• **Natural language region descriptions**
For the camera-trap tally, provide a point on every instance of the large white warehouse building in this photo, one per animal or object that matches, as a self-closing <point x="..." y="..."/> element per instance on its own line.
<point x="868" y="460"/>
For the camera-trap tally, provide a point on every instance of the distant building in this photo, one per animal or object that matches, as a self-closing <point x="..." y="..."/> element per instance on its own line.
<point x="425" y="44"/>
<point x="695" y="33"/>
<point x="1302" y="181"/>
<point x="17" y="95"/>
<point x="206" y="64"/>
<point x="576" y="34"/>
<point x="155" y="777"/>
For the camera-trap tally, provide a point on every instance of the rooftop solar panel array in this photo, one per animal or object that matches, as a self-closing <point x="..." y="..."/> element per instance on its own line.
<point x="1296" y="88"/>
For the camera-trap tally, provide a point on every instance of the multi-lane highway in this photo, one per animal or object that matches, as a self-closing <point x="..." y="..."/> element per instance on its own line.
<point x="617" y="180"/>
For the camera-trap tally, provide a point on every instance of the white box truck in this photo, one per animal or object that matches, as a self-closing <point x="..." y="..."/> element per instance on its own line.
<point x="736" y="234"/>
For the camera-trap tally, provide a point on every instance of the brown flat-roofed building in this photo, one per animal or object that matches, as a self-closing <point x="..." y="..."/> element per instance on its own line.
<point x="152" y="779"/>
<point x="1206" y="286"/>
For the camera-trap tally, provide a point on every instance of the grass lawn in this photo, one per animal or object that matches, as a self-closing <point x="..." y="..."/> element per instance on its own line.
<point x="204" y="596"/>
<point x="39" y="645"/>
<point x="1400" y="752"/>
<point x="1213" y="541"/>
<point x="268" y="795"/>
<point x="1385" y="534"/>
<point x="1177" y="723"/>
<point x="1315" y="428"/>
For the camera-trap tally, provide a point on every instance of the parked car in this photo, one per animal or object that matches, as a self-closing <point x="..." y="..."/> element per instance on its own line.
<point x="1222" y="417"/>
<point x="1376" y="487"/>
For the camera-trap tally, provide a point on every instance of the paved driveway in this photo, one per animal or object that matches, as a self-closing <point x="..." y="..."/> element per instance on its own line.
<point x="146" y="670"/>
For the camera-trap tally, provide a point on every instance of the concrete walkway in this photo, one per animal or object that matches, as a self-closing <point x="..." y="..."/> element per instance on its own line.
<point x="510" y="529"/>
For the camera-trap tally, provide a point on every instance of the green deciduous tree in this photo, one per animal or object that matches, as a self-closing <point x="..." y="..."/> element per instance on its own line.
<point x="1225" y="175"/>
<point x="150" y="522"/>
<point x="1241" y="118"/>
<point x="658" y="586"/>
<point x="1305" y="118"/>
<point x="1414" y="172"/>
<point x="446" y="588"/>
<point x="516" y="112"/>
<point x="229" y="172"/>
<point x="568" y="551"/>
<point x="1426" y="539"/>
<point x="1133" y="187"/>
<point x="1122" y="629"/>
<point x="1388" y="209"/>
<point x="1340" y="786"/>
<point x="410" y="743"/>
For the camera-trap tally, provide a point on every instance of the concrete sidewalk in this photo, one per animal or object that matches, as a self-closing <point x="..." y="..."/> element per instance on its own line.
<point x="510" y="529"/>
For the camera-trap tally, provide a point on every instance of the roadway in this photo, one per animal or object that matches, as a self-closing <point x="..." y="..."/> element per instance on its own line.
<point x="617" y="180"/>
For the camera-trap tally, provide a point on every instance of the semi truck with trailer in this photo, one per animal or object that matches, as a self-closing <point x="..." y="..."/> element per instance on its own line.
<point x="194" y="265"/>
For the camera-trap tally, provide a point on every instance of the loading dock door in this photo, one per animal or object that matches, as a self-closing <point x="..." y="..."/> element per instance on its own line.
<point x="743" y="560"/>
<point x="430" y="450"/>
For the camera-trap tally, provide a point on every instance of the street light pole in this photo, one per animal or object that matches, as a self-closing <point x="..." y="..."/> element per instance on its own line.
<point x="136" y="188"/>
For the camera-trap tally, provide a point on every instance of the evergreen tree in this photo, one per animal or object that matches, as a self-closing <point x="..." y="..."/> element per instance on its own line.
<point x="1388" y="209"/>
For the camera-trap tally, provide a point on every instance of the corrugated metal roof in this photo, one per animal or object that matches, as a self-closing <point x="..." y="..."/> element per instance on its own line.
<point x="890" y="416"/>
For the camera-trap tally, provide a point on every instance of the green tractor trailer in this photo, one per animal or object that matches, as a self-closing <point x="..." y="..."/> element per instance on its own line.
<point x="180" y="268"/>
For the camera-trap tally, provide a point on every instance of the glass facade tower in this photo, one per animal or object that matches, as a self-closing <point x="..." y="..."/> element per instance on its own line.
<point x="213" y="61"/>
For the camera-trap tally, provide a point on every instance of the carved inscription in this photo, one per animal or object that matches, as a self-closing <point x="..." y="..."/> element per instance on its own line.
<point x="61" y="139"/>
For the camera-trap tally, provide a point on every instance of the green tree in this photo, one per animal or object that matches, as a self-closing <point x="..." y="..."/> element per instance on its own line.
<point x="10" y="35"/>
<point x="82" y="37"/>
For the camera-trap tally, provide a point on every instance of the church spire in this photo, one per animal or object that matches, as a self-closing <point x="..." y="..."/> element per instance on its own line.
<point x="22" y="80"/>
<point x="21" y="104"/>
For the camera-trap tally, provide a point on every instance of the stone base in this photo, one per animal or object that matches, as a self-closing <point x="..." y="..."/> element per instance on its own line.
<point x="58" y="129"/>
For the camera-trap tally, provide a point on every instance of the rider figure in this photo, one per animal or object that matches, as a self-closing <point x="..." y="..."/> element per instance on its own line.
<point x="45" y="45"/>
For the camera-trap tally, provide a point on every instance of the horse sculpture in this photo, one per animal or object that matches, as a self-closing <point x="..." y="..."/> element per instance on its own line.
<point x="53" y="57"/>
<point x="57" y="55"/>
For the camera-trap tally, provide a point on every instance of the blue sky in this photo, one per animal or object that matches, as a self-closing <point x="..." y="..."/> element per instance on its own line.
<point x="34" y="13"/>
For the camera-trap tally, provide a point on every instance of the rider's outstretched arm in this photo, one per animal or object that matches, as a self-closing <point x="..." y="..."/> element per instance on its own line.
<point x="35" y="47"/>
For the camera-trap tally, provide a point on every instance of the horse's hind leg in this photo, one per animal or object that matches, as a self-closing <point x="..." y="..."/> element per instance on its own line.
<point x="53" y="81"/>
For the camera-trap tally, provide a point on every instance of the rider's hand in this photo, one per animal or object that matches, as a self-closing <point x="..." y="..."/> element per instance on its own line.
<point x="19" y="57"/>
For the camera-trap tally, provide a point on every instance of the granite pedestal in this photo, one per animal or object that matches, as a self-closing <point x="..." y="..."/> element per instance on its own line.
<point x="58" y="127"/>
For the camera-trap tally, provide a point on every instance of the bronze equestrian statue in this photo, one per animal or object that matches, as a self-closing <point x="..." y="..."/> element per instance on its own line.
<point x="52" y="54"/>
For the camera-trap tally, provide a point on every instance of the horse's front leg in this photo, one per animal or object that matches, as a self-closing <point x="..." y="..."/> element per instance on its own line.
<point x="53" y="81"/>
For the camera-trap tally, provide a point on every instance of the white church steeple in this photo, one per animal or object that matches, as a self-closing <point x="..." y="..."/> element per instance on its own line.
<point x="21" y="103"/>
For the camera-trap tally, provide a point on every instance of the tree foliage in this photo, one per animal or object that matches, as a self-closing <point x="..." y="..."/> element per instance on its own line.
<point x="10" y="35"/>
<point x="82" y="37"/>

• **Exercise details**
Would you repeat all of the data above, word for word?

• **Output below**
For the camera-trap tally, provide a point on every instance of the large white warehouse building in this photo, one per animal or object that matches, as a self-closing <point x="..." y="..."/> element per instance on its own line.
<point x="868" y="460"/>
For the camera-trap tally, provide a point on every instance of the distant building in this photo, one per animal or object that matches, as a self-closing <point x="..." y="..."/> element per instance on its own line.
<point x="425" y="44"/>
<point x="695" y="33"/>
<point x="1302" y="181"/>
<point x="17" y="95"/>
<point x="206" y="64"/>
<point x="576" y="34"/>
<point x="155" y="777"/>
For the camera-trap tally, provide a point on every instance of the rooftop solar panel array in this photo, one per animal or object that matches, as a self-closing <point x="..." y="..."/> element per instance on its own line.
<point x="1296" y="88"/>
For the camera-trap tally, provide a point on every instance of the multi-lane highway in this photo, one per animal or object that matches, as a self-closing <point x="..." y="..."/> element per instance on its own line.
<point x="617" y="180"/>
For the camera-trap tally, provide a point on every instance of the white box truck in this photo, one per animal or object that matches, as a self-closing <point x="..." y="..."/> element per instance on its own line.
<point x="736" y="234"/>
For the camera-trap tally, provide a point on every instance of the brown flat-roofed building in this photo, one per animal or object that matches, as a self-closing <point x="..." y="..."/> element per instance on its own line.
<point x="152" y="779"/>
<point x="1206" y="286"/>
For the camera-trap tally, provide a point on every instance of the grass lawn in this photo, one per animal or object that matches, as a self-closing <point x="..." y="..."/> element per instance on its own line.
<point x="204" y="596"/>
<point x="39" y="645"/>
<point x="1400" y="752"/>
<point x="1213" y="541"/>
<point x="268" y="795"/>
<point x="1385" y="534"/>
<point x="1177" y="723"/>
<point x="1315" y="428"/>
For the camera-trap tally, provide a point on every instance of the parked car in this photo, one per animal or object that matches, as a self-closing <point x="..." y="..."/> element per instance on its own line.
<point x="1222" y="417"/>
<point x="1376" y="487"/>
For the camera-trap tally, provide a point on every instance of the paved driveway in this photo, one per animal or object that matches, as a self-closing <point x="..." y="..."/> element per instance on its own line.
<point x="146" y="670"/>
For the camera-trap tally, provide a point on every instance of the concrete walkway in this photo, one per animal or object that matches, as a self-closing <point x="..." y="..."/> element per instance on its own line.
<point x="510" y="529"/>
For the camera-trap tally, provide a point on every instance of the green deciduous tree in this photo, one per animal or object that matches, as a self-closing <point x="..." y="..."/> element per instance on its own line.
<point x="1225" y="175"/>
<point x="150" y="522"/>
<point x="1241" y="118"/>
<point x="658" y="586"/>
<point x="1305" y="118"/>
<point x="1414" y="172"/>
<point x="446" y="588"/>
<point x="516" y="112"/>
<point x="229" y="172"/>
<point x="568" y="551"/>
<point x="1426" y="539"/>
<point x="1133" y="187"/>
<point x="1122" y="629"/>
<point x="1388" y="209"/>
<point x="1340" y="786"/>
<point x="410" y="743"/>
For the camera-trap tally, provide a point on every instance of the concrete sidewalk in this photo, one per animal or object that matches, as a self-closing <point x="..." y="..."/> element per instance on its own line.
<point x="510" y="529"/>
For the camera-trap tally, provide a point on every instance of the roadway in this photo, one per animal or object that matches, as a self-closing <point x="..." y="..."/> element per instance on its own line.
<point x="617" y="180"/>
For the camera-trap tally, provide a point on every instance of the semi truck with trailer in this photo, one per animal or object that matches, as a self-closing <point x="..." y="..."/> element per instance on its own line.
<point x="194" y="265"/>
For the camera-trap tally, provide a point on every instance of the loading dock door in this photo, one per animal or object that matches, as a self-closing <point x="..." y="..."/> element per instance on its own line.
<point x="743" y="560"/>
<point x="430" y="450"/>
For the camera-trap tally, provide a point on every instance of the street light pole in this photo, one per animal or object that matches, as a self-closing <point x="..." y="..."/> element per instance on its own line.
<point x="136" y="188"/>
For the camera-trap tally, provide a point on every instance of the evergreen tree in this photo, one per animal or object that matches, as a self-closing <point x="..." y="..."/> element per instance on its own line.
<point x="1388" y="209"/>
For the camera-trap tally, provide a point on every instance of the corrugated metal roof in this photo, one per animal or object that matches, as a self-closing <point x="..." y="..."/> element per instance on its own line.
<point x="890" y="416"/>
For the camera-trap tally, provide a point on every instance of the green tractor trailer in this photo, one per animal or object that matches, as a self-closing <point x="..." y="..."/> element per instance on its own line.
<point x="180" y="268"/>
For the camera-trap tally, provide a point on every instance of the glass facade tower in this photo, one per animal or object that matches, as a self-closing <point x="..." y="..."/> element per instance on its own line.
<point x="213" y="61"/>
For the camera-trap tally, provide a point on every instance of the carved inscription in this photo, one per animal or object that matches, as a self-closing <point x="..." y="..."/> element per instance on its own line.
<point x="61" y="139"/>
For the camera-trap tally, provide a point on every instance of the green tree in this photo, one per animal or object that matches, as a self-closing <point x="..." y="..."/> element per instance on its own line.
<point x="10" y="35"/>
<point x="82" y="37"/>
For the camera-trap tally, provide a point on every instance of the church spire in this photo, one per animal or object that matches, as a self-closing <point x="..." y="..."/> element per instance on its own line.
<point x="22" y="80"/>
<point x="21" y="104"/>
For the camera-trap tally, provide a point on every instance of the stone base in this photo, one per animal or object that matches, as a self-closing <point x="..." y="..."/> element per instance on its own line.
<point x="58" y="129"/>
For the camera-trap tally, provide a point on every instance of the rider figure in this photo, one per animal or object that matches, as a self-closing <point x="..." y="..."/> element per instance on its own line.
<point x="45" y="45"/>
For the camera-trap tally, provide a point on every instance of the horse sculpture in this photo, one per animal or object that matches, as a self-closing <point x="..." y="..."/> element per instance on its own line.
<point x="53" y="57"/>
<point x="57" y="55"/>
For the camera-trap tally, provide a point on every instance of the blue sky in this photo, one per animal or object that matches, as a self-closing <point x="..." y="..."/> element per instance on its own line.
<point x="34" y="13"/>
For the camera-trap tally, provide a point on every instance of the rider's outstretched arm in this photo, one per animal or object that matches, as a self-closing <point x="..." y="..."/> element per instance on its own line.
<point x="35" y="47"/>
For the camera-trap tally, provide a point on every instance of the horse's hind leg in this photo, one per animal or object that matches, as a self-closing <point x="..." y="..."/> element per instance on its own line.
<point x="53" y="81"/>
For the camera-trap tally, provide a point on every instance of the rider's hand in this photo, one per animal or object that matches, as a self-closing <point x="..." y="..."/> element per instance on its own line.
<point x="19" y="57"/>
For the camera-trap tally, provide a point on every instance of the granite pedestal in this photo, one per animal or object that matches, as a self-closing <point x="..." y="..."/> element per instance on its own line.
<point x="58" y="127"/>
For the camera-trap tally, provide a point on every instance of the bronze equestrian statue in this photo, one per animal or object that matches, as a self-closing <point x="..." y="..."/> element per instance on its own line.
<point x="52" y="54"/>
For the camera-trap tally, provide a point on every instance of the horse's front leg in this photo, one per animal or object that matches, as a self-closing <point x="..." y="..."/> element per instance on its own line.
<point x="53" y="81"/>
For the camera-trap tally, provide a point on every instance of the white church steeple in this photo, one per animal or object that matches, as a self-closing <point x="..." y="..."/> element per instance on its own line.
<point x="21" y="103"/>
For the camera-trap tally, provide a point on every instance of the tree foliage in this photo, one per animal or object that matches, as a self-closing <point x="..." y="..."/> element per instance on its own line.
<point x="10" y="35"/>
<point x="82" y="37"/>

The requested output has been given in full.